• Problem to work on:
Copy out each of the rows below precisely as it stands, without altering any character.

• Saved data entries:
· · ·

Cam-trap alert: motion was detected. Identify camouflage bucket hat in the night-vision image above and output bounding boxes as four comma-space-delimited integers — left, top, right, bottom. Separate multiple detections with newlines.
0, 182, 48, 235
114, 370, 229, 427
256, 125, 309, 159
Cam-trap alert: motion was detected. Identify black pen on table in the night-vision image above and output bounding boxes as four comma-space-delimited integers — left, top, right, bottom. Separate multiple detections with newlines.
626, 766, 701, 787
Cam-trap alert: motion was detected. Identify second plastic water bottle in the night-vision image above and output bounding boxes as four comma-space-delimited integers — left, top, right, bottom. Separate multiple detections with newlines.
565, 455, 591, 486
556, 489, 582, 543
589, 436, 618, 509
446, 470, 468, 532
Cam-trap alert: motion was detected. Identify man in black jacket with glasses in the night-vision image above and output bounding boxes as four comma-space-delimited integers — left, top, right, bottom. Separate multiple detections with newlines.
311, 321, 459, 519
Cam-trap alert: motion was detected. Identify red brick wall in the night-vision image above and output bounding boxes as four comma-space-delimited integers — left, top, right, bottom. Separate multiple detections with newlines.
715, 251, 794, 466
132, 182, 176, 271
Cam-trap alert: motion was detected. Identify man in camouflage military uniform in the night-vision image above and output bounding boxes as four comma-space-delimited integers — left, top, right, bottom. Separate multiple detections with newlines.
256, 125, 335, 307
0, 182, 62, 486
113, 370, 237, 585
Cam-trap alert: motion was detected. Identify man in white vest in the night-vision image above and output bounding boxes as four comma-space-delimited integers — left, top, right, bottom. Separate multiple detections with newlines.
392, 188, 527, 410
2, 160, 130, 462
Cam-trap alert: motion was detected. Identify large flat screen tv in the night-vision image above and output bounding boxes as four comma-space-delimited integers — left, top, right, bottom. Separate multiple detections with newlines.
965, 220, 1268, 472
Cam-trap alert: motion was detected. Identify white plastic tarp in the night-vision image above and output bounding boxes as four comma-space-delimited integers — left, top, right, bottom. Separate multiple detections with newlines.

· · ·

• Answer to this exercise:
Cam-trap alert: motion was detected. Identify camouflage bucket hat in the night-vision image above and output bounding boxes as four comma-space-delimited integers — left, top, right, bottom. Separate multiple detections with newlines.
0, 182, 48, 235
114, 370, 229, 427
256, 125, 309, 159
Cam-trap alert: motion was detected. Identify black pen on table in the night-vision image above and output bounding boxes as four comma-space-delimited integers — left, top, right, bottom. Separate multiple detections with newlines.
626, 766, 701, 787
Cam-trap alert: motion was detected. Identify second plastic water bottle in the night-vision image above and output bounding boxes as four comma-space-delimited integers — left, top, right, bottom. Separate multiple detections with newlines.
565, 455, 591, 486
556, 489, 582, 543
589, 436, 618, 509
446, 470, 468, 532
Cam-trap alert: motion was detected. Identify man in black jacket with glasses in the night-vision image above and output bounding boxes as four comma-space-delimited integers — left, top, right, bottom. Separate multiple detections with newlines.
311, 321, 459, 519
Cam-trap alert: motion was detected. Identify red brick wall in the night-vision image above and output bounding boxes as four comma-space-delimited integers — left, top, right, bottom. Separate multiple detections with newlines.
715, 251, 794, 466
132, 182, 176, 271
Cam-trap alert: motion was detected. Identify man in camouflage military uniform in the night-vision image above and output bounding boxes as four comma-space-delimited integers — left, top, right, bottom. Separate multiple detections with newlines.
256, 125, 335, 307
0, 182, 62, 486
113, 370, 237, 585
Cam-trap alert: motion was detected. Identify man in white vest in the night-vision image above and output bounding boxes as four comma-space-delimited integers — left, top, right, bottom. Separate multiple detections with newlines.
392, 188, 527, 410
2, 160, 130, 462
Cam-trap alert: motion was detected. Identify large flat screen tv in the night-vision image above and output bounding boxes as four comma-space-delimited integers — left, top, right, bottom. Separate multiple detections with newlines.
965, 220, 1268, 472
Cam-trap alert: motion was detected. Identify white plastic tarp in the night-vision image above and output bounding boxes as four comma-space-delimited integers — left, top, right, bottom. Separate multiple detections with newlines.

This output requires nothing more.